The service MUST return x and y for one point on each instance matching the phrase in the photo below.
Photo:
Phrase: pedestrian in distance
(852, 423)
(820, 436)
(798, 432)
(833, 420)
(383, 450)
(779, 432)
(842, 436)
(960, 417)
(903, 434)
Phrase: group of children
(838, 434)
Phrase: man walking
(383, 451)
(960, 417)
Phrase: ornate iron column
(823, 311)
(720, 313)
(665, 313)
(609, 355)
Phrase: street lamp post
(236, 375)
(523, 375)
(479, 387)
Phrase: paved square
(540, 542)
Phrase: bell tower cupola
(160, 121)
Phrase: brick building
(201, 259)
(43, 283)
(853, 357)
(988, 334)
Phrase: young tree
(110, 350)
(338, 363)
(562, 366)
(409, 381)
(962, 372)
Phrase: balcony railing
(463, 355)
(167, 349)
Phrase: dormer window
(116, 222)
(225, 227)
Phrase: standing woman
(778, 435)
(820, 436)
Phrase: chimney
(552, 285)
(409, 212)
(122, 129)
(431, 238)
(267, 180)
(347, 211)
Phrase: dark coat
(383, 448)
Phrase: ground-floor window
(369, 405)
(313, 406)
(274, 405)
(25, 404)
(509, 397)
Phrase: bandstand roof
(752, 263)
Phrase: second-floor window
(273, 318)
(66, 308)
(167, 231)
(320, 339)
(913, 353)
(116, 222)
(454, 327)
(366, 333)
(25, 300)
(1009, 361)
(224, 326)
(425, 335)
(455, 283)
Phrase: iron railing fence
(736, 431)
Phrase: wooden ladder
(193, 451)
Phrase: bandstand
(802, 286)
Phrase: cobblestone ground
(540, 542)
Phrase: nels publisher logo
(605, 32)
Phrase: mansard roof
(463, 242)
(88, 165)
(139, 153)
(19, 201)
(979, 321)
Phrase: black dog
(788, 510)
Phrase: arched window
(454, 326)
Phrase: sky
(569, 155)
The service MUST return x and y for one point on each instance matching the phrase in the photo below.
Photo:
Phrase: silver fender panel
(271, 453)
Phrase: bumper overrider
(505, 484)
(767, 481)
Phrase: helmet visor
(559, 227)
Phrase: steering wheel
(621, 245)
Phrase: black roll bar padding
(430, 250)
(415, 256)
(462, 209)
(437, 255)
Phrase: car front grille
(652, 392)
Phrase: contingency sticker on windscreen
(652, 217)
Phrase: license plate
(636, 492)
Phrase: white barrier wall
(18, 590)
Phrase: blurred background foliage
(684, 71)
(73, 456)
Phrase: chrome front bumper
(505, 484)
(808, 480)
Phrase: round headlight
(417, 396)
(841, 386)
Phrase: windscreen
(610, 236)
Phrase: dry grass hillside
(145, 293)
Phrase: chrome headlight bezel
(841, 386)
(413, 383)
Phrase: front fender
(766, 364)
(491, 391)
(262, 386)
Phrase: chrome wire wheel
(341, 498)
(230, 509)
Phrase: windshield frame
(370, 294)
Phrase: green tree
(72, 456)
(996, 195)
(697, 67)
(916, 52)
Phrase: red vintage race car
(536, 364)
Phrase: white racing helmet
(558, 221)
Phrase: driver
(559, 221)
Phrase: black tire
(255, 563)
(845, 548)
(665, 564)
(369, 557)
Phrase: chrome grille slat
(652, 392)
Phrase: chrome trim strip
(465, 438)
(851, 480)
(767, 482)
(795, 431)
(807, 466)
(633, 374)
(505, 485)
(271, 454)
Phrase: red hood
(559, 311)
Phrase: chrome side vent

==

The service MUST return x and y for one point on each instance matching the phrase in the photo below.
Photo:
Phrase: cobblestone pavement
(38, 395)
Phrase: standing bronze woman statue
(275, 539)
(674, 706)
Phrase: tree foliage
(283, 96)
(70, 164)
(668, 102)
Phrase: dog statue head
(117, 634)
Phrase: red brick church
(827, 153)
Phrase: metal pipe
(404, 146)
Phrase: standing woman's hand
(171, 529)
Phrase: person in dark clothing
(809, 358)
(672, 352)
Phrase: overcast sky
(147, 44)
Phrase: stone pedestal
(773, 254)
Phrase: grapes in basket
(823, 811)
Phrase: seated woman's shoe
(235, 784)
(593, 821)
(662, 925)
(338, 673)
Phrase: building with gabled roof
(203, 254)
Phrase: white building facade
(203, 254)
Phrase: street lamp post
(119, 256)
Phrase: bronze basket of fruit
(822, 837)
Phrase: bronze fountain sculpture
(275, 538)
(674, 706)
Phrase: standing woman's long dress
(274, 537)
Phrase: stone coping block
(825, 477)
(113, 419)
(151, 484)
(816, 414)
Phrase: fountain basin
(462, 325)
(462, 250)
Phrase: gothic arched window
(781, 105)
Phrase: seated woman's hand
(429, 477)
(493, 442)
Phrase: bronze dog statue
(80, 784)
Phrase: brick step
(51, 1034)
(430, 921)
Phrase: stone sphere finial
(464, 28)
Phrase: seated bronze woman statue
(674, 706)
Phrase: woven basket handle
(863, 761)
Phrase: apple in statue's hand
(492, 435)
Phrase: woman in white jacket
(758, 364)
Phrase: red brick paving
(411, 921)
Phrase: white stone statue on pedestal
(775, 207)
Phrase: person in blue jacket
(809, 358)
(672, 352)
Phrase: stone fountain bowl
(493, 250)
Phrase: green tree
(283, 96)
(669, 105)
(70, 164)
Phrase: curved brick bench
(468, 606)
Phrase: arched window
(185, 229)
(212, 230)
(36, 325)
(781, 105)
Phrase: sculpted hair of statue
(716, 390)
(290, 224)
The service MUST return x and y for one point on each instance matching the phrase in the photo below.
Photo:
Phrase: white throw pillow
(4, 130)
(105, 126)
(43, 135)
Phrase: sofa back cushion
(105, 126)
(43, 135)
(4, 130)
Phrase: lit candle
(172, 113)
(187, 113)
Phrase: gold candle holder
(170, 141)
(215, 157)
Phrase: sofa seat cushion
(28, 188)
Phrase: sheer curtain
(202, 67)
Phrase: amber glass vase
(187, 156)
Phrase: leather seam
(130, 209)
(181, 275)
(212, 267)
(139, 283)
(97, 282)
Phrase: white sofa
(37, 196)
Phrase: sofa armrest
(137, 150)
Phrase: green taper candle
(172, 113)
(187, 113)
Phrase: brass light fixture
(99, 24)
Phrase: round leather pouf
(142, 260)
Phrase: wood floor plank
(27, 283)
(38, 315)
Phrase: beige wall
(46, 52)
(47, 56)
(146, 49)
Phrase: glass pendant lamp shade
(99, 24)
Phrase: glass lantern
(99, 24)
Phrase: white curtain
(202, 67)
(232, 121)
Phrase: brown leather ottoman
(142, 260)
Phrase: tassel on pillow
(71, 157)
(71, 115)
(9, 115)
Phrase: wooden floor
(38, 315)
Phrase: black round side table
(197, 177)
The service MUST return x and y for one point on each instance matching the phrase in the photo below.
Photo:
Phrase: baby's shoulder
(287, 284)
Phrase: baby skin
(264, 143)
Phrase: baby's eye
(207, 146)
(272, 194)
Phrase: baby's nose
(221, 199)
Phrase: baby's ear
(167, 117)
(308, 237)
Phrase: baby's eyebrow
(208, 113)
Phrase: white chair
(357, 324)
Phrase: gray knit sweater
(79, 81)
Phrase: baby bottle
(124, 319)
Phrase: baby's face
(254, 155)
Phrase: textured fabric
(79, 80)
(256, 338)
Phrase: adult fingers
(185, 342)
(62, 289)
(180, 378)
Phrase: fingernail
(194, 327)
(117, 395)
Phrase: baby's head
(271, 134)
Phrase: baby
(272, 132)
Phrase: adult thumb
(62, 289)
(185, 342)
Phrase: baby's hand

---

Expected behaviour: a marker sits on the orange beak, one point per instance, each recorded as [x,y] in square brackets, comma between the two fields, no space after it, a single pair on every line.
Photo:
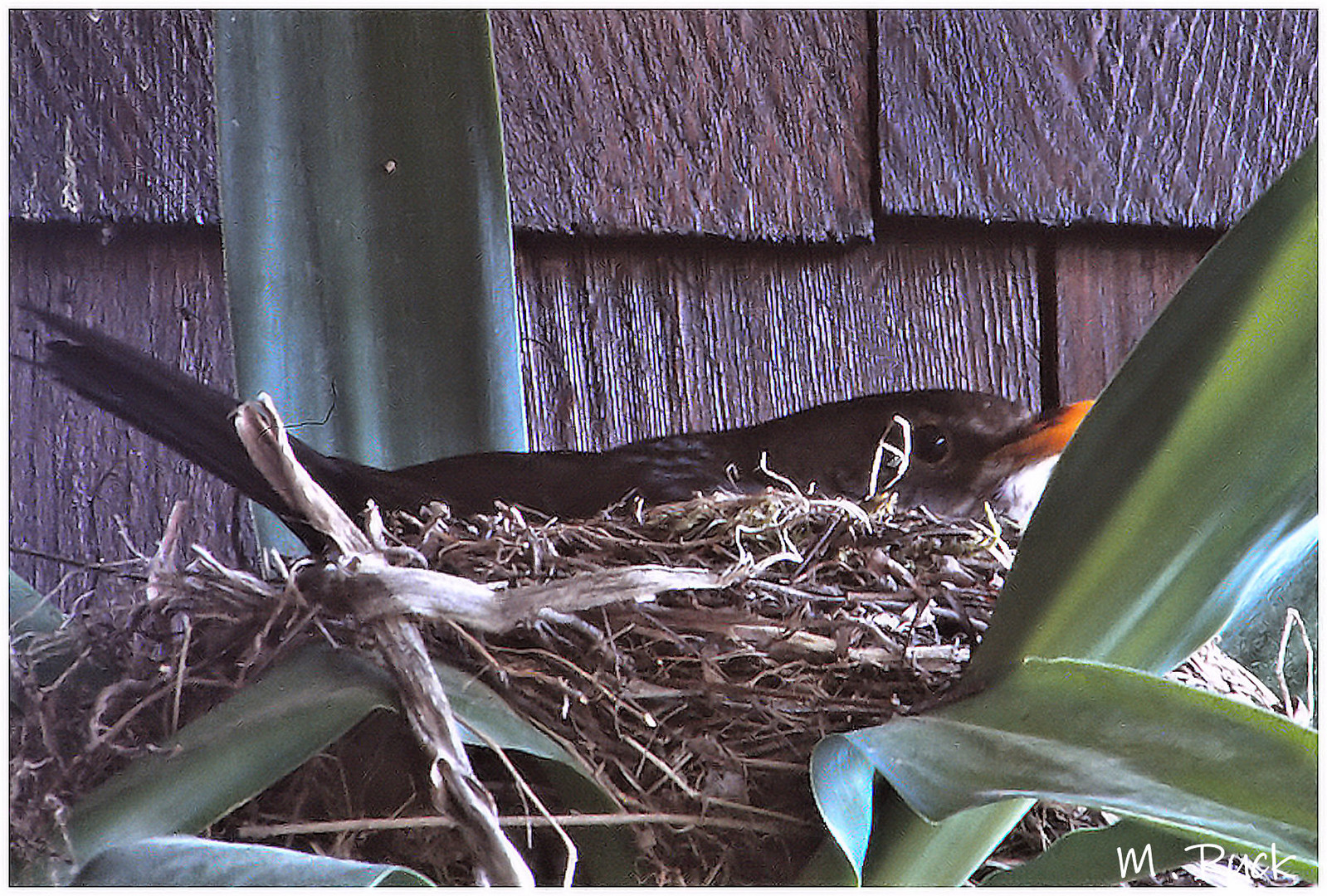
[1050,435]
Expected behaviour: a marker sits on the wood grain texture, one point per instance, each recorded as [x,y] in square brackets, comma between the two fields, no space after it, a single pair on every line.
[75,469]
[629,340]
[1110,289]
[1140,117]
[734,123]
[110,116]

Your goal:
Output, from the data above, the lines from the line with "Phrase: chrome grille slat" to the line with "Phrase: chrome side vent" exactly as they stand, both ends included and nothing else.

Written solution:
Phrase: chrome grille slat
(652, 392)
Phrase: chrome trim strip
(465, 438)
(851, 480)
(767, 482)
(795, 431)
(807, 466)
(633, 374)
(505, 485)
(271, 454)
Phrase: red hood
(559, 311)
Phrase: chrome side vent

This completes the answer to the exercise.